JOBS
1. From the call transcript, list every person whose full name (first and last) appears.
2. For each statement below, say yes or no depending on whether the call transcript supports it, and quote the words from the transcript that decide it.
(a) The accident and health business began in Japan some 20 or 30 years ago.
(b) Accident and health sales in Latin America have fallen.
(c) A deal must show accretion on the first day after it closes.

TEXT SHOWN
And next, we'll go to the line of Ryan Krueger with Dowling & Partners. Ryan Krueger - Dowling & Partners Securities, LLC: Steve, you've made it pretty clear that exporting Alico's accident and health capabilities globally is a major strategic priority for MET. I was curious if that includes a desire also to place more of an emphasis on A&H in the U.S., where I think you're a pretty small player but there's -- the competitive environment still seems pretty favorable and the market penetration remains pretty low there.

Steven A. Kandarian

Analyst

Yes, I think you pegged it. That is our intention. We -- the accident and health business that was really, I guess, started in Japan some 20 or 30 years ago has -- Alico did a very good job of rolling that out around the world, and that continues today. Our accident and health sales are up, for instance, in Latin America are up very nicely, and that -- it's through a number of different channels. So our presence in accident and health in the U.S. is very modest, and we expect that we will be developing products and rolling that out through a number of channels, really, starting this year but obviously continuing over the next couple of years to build some momentum. Ryan Krueger - Dowling & Partners Securities, LLC: Okay, great. And then M&A opportunities in the U.S. and abroad seem to have heated up a little bit lately. How are you thinking about M&A at this point, I guess in terms of both geography and product mix? And along the same lines, when you look at potential M&A accretion versus share repurchase, are you now factoring in the factor that you're likely to be able to deploy a greater amount of capital into M&A at this point versus buyback?

Steven A. Kandarian

Analyst

Our view of M&A really hasn't changed. We've talked about a number of times in the past. As we look at deals, we'll compare it to a share buyback program as well. And we have to see accretion soon after a deal closes. It doesn't have to be day one. It depends upon the deal and the importance of the transaction to us. But you can be assured that we remain disciplined in any sort of M&A transactions that we do. I have no comment today about any specific M&A deals. Obviously, we don't talk about that until there's certainty. But we are still looking at properties, not just in the United States but globally, that may make sense in terms of being a good fit from our point of view strategically. So that's kind of the key message.

Operator

Operator

Next, we'll go to the line of Sean Dargan with Macquarie.

Sean Dargan - Macquarie Research

Analyst

My first question is just a, I guess, clarification. When you gave the book value guidance for year end 2012 in the neighborhood of $50, that was accounting for the DAC accounting change?

Eric T. Steigerwalt

Analyst

Yes, it was.

DATA PROVIDED
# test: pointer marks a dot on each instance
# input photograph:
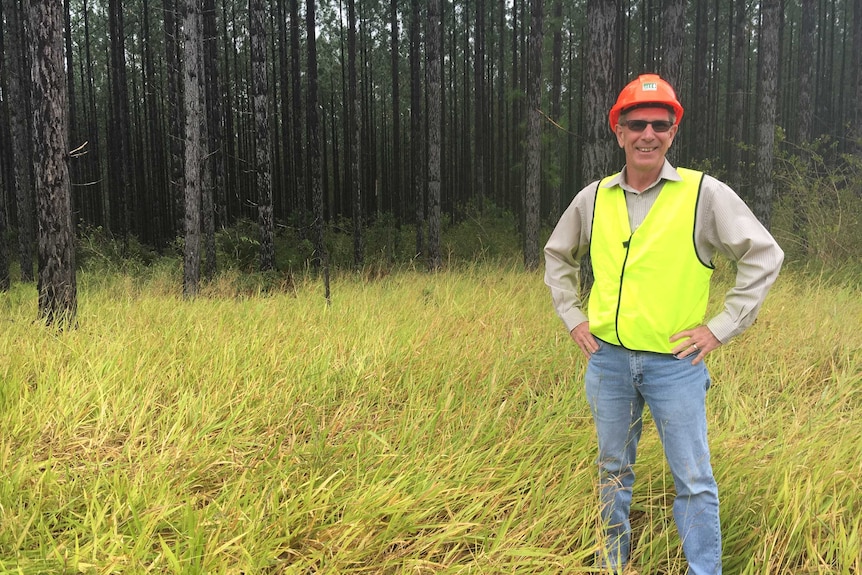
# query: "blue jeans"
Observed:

ANSWERS FOR THIS EXERCISE
1.
Ryan Krueger
Steven A. Kandarian
Sean Dargan
Eric T. Steigerwalt

2.
(a) Yes: "started in Japan some 20 or 30 years ago"
(b) No: "in Latin America are up very nicely"
(c) No: "It doesn't have to be day one."